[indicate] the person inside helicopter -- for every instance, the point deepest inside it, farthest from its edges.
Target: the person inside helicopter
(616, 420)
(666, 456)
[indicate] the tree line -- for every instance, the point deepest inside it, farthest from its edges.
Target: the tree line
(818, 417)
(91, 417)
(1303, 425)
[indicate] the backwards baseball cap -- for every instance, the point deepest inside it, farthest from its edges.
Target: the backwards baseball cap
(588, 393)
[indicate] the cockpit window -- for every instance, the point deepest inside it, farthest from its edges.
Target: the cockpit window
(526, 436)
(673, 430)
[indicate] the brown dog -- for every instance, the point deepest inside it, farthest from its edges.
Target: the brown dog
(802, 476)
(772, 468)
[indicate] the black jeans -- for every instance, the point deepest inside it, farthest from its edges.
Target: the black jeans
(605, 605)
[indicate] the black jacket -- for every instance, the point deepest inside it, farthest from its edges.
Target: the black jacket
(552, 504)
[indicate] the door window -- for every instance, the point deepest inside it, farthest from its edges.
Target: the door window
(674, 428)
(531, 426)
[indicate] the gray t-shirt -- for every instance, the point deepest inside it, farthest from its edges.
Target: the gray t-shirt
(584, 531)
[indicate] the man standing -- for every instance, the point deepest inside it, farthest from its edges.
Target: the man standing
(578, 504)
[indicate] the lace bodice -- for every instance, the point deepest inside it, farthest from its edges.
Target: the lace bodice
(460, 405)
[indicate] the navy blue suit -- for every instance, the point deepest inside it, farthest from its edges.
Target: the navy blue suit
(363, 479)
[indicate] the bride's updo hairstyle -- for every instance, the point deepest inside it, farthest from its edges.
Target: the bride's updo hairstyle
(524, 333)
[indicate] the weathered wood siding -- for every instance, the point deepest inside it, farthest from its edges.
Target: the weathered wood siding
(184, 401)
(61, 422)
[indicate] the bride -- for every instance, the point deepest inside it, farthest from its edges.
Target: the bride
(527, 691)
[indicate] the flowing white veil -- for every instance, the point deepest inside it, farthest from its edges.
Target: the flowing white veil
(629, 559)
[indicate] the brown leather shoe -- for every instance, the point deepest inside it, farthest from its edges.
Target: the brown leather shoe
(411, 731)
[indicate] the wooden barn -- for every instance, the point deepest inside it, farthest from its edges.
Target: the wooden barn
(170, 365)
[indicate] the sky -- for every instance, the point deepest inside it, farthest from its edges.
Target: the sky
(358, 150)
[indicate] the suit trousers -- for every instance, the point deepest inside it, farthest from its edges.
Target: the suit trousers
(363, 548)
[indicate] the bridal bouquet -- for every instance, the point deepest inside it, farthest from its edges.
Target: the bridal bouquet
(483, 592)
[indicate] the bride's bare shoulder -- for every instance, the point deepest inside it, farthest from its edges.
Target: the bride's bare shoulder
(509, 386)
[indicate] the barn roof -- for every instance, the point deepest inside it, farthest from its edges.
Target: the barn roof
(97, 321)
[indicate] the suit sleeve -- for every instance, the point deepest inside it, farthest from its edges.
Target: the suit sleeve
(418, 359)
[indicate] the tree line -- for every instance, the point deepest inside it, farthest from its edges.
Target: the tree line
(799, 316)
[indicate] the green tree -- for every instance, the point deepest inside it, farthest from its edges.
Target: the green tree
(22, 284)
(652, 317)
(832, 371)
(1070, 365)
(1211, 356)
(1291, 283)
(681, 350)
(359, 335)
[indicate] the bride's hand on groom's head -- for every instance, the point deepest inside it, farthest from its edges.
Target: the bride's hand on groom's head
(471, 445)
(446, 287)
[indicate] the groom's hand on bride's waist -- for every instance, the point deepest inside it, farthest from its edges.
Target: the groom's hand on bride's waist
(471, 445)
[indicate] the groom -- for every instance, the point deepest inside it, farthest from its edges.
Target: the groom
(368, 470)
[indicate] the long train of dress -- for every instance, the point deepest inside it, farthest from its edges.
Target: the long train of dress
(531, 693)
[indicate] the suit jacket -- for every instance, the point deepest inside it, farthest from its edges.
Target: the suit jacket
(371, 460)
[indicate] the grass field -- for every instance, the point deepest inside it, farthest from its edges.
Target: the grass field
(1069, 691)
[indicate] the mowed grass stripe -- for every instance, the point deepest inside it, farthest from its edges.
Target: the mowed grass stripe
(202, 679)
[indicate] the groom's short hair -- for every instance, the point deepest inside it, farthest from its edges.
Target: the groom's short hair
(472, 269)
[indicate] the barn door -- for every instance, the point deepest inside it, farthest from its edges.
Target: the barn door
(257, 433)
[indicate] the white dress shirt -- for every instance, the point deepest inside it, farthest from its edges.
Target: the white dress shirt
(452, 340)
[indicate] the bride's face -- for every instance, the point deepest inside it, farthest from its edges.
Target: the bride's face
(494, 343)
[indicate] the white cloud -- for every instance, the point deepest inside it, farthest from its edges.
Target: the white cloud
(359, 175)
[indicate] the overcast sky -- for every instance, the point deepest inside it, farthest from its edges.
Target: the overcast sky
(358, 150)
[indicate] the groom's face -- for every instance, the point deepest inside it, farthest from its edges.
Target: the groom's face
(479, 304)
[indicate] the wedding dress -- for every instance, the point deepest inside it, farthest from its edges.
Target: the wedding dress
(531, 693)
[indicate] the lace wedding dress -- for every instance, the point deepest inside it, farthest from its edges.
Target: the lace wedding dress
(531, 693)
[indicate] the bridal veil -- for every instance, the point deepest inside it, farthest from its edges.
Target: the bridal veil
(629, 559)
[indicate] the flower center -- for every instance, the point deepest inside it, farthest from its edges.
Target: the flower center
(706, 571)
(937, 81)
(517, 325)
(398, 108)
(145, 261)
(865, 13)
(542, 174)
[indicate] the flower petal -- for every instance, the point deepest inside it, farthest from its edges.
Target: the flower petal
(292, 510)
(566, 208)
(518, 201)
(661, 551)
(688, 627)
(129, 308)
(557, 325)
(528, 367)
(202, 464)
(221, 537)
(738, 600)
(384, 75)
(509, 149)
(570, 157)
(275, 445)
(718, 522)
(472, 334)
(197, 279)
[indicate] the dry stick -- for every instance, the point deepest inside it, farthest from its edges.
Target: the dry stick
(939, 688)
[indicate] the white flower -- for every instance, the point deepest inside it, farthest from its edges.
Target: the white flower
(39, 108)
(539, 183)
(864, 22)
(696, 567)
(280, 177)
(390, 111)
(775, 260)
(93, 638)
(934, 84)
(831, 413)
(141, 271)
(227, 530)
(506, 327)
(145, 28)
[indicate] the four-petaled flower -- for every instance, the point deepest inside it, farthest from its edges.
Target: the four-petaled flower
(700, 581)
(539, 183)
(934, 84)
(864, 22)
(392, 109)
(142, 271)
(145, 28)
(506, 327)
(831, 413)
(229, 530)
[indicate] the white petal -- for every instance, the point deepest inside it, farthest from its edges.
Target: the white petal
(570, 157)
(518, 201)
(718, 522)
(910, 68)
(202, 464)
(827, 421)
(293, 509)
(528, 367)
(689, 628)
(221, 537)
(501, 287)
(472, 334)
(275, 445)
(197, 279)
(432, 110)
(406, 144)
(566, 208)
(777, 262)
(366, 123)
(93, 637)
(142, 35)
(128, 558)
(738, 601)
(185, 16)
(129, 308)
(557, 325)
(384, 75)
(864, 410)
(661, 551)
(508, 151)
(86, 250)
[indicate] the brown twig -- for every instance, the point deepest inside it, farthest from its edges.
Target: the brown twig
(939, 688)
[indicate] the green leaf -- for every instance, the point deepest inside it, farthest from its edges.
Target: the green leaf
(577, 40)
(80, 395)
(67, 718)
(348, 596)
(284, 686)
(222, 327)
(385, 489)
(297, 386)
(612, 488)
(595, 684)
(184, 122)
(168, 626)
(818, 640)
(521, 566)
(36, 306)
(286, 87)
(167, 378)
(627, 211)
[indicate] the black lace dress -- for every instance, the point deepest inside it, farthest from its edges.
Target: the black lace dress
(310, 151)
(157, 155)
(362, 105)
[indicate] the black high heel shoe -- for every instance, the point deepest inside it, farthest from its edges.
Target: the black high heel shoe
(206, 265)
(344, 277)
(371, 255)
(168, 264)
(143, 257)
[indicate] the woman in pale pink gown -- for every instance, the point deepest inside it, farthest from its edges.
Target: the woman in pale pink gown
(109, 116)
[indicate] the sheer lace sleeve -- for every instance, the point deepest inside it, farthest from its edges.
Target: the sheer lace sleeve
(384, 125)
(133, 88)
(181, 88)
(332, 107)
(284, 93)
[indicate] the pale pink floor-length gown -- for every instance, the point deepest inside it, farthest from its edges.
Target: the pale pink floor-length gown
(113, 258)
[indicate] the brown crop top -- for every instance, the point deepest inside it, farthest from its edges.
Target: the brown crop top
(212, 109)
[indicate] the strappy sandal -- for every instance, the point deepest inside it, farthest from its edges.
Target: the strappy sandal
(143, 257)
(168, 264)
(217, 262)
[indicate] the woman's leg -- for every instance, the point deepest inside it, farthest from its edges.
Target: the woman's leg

──────

Repeat exactly the lines starting at the line with "[indicate] the woman in" and ending with the final line of the entries. Include nothing else.

*Exercise solution*
[indicate] the woman in pale pink gown -- for every instance, the point deepest inside it, farthest from its edges.
Target: the woman in pale pink gown
(109, 116)
[indicate] the sheer lace sleeve -- for every instance, the point deepest inside it, farthest from its edges.
Target: the sheer lace sleeve
(384, 125)
(133, 88)
(181, 88)
(332, 107)
(284, 93)
[indicate] the pale pink floor-length gown -- for every instance, the point deepest inside it, farthest from its edges.
Target: the pale pink floor-length gown
(113, 258)
[indicate] the brown crop top -- for every instance, the point deepest inside it, farthest from its edges.
Target: the brown crop top
(212, 109)
[indicate] the strappy sandal -- for every instance, the point deepest inside it, farthest from its edges.
Target: the strappy sandal
(143, 257)
(168, 264)
(217, 262)
[indicate] the woman's leg -- for every instance, the point deepest inside it, farthest from its edges.
Target: the woman's leg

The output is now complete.